#### [Tareas por realizar]
[A] Según el pasaje citado, ¿por qué un mes de Viernes Santos es una metáfora exacta del confinamiento por el coronavirus? Responde en una a tres oraciones.
[B] ¿Cómo resumirías el pasaje citado en tres oraciones?

Conforme vas acumulando Viernes Santos por exigencias biográficas, compruebas que la antigua fecha de la muerte de Jesucristo exhibe la consistencia del teflón. No importa lo que hicieras el día anterior, ni tus perspectivas para el siguiente. Cualesquiera fueran tus circunstancias envolventes, esa jornada se ve invadida por una apagada tristeza, por la sensación de disponer de un montón de tiempo libre que no se sabe cómo utilizar. Por tanto, una metáfora exacta del confinamiento por el coronavirus es un mes de Viernes Santos.

El mundo antaño liberal ha llevado a cabo un experimento a gran escala con seres humanos, que carece de precedentes. Los ha arrancado de los bulevares y cafés que configuraban la esencia de Europa, según Steiner. El miedo al virus se ha impuesto a la bacteria o batería de protestas, la identificación de cada mañana con otro Viernes Santo llega al punto de que cualquier película de la programación despide los aromas de Ben-Hur. Los escasos sectores que permanecen expuestos no se felicitan de preservar una libertad mínima, sino que desean incorporarse a la cuarentena, véanse los trabajadores de gasolineras.

Ni siquiera el miedo justifica la unanimidad. Se alegará que al quinto Viernes Santo consecutivo se advertirá que el juego tiene truco, y que mañana es en realidad sábado aunque de poco le sirva al arrestado a domicilio. No es cierto, el epicentro de la Semana Santa posee la característica de que parece un día sin salida, de ritual inevitable. Quizás la civilización consistía en olvidar el miedo durante algunos periodos de la vida, pero el siglo XXI se muestra certero en la programación de pandemias, por lo que la verdadera curación psicológica sobrevendrá cuando podamos trasladar nuestra hipocondria del Covid-19 a otra enfermedad. Entretanto, el primer mundo casi siente nostalgia de los millones de personas que no pueden permitirse la preocupación por el coronavirus.

#### [Datos proporcionados]
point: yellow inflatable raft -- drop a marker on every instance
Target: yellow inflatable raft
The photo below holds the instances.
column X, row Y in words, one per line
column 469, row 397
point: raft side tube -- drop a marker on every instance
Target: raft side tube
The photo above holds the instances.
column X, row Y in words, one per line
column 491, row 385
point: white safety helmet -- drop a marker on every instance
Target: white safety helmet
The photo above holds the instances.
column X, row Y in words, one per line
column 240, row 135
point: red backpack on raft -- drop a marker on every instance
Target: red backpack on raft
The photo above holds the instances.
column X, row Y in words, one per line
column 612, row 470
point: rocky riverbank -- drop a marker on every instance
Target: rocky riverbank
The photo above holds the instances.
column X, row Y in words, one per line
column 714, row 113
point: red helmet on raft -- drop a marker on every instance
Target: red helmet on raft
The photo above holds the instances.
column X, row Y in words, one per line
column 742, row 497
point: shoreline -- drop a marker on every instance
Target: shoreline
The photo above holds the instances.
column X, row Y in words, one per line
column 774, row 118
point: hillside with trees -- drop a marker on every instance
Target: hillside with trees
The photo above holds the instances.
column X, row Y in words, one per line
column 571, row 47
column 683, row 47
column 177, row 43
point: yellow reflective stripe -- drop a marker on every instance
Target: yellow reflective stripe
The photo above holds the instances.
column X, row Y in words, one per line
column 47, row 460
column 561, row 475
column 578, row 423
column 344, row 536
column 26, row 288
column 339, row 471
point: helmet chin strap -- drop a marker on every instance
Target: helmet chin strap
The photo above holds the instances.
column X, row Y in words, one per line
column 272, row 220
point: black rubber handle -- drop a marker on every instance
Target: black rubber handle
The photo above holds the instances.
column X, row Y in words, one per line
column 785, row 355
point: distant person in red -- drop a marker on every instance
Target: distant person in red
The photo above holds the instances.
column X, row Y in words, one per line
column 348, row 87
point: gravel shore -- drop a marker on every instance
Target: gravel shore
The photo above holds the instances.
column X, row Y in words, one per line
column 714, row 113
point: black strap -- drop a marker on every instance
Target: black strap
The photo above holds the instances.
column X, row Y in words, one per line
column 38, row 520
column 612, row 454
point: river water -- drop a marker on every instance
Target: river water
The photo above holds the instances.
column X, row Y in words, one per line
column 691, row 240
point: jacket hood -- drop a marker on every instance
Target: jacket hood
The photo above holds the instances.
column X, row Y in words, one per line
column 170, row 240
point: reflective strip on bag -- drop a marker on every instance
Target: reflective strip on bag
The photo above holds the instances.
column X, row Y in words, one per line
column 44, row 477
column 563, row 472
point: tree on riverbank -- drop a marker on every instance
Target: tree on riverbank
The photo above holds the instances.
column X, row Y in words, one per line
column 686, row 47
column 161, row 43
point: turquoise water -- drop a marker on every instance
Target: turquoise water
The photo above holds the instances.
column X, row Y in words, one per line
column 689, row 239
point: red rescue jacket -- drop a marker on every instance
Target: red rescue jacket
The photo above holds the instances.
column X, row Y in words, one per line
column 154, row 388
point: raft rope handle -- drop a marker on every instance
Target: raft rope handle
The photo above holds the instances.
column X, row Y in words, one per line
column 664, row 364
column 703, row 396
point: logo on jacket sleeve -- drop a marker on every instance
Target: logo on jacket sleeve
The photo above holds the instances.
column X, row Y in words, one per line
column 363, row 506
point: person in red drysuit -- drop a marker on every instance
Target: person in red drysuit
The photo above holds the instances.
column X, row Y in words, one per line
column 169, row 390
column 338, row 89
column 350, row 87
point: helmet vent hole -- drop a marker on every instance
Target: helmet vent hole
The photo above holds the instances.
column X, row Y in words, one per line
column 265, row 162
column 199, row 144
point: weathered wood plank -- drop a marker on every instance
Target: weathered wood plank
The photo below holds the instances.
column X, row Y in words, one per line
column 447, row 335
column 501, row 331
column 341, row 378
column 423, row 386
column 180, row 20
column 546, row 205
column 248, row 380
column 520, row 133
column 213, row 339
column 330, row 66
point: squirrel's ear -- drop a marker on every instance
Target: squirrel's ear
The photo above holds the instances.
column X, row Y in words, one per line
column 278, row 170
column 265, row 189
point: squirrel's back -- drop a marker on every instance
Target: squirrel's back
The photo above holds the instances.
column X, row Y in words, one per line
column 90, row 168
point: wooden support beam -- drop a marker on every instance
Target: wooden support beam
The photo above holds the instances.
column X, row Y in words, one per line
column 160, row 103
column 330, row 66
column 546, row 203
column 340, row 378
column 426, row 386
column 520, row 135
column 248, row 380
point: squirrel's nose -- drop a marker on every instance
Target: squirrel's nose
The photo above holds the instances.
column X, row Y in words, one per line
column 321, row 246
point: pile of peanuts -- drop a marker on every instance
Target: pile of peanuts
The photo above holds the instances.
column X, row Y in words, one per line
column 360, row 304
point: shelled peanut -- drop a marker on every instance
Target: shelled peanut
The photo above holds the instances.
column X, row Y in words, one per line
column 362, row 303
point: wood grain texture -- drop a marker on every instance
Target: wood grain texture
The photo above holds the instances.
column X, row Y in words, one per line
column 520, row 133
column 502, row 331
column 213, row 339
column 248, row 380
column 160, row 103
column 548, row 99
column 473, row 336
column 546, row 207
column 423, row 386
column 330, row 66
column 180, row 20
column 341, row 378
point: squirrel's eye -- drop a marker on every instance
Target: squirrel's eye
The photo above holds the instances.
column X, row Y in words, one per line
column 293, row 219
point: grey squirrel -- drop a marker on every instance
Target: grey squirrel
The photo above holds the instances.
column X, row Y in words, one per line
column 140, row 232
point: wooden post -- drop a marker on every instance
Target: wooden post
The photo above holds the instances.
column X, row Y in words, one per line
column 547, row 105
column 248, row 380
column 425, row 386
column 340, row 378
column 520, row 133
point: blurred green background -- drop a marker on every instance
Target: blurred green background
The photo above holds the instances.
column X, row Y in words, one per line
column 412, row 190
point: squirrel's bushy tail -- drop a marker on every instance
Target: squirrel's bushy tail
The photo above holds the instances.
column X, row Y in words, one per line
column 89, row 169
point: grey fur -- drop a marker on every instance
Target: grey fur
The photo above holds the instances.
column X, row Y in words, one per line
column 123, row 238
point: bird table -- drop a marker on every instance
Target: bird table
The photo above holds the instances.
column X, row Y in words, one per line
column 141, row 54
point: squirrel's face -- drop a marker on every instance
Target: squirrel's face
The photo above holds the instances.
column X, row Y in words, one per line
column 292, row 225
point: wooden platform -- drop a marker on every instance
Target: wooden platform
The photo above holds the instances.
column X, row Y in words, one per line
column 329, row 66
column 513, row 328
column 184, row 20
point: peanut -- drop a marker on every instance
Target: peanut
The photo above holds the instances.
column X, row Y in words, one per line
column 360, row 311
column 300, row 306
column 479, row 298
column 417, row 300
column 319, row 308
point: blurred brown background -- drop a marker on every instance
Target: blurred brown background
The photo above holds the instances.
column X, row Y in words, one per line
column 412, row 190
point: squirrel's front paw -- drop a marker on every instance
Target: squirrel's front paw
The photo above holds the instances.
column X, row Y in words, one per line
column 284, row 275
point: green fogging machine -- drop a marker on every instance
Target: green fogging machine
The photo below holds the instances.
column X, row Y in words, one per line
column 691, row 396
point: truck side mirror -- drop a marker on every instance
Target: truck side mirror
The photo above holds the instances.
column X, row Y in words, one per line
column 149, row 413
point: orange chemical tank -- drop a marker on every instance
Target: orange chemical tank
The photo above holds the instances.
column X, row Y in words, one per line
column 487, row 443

#### [Resultados del ejercicio]
[A] Porque el Viernes Santo, cualesquiera que sean las circunstancias de cada uno, se ve invadido por una apagada tristeza. También trae la sensación de disponer de un montón de tiempo libre que no se sabe cómo utilizar.

[B] El confinamiento por el coronavirus equivale a un mes de Viernes Santos, jornadas de apagada tristeza y de tiempo libre que no se sabe cómo usar. El mundo antaño liberal ha llevado a cabo un experimento sin precedentes con seres humanos, en el que el miedo al virus se ha impuesto a las protestas y hasta los pocos sectores expuestos desean incorporarse a la cuarentena. Ni siquiera el miedo justifica la unanimidad, y la verdadera curación psicológica llegará cuando podamos trasladar nuestra hipocondría del Covid-19 a otra enfermedad.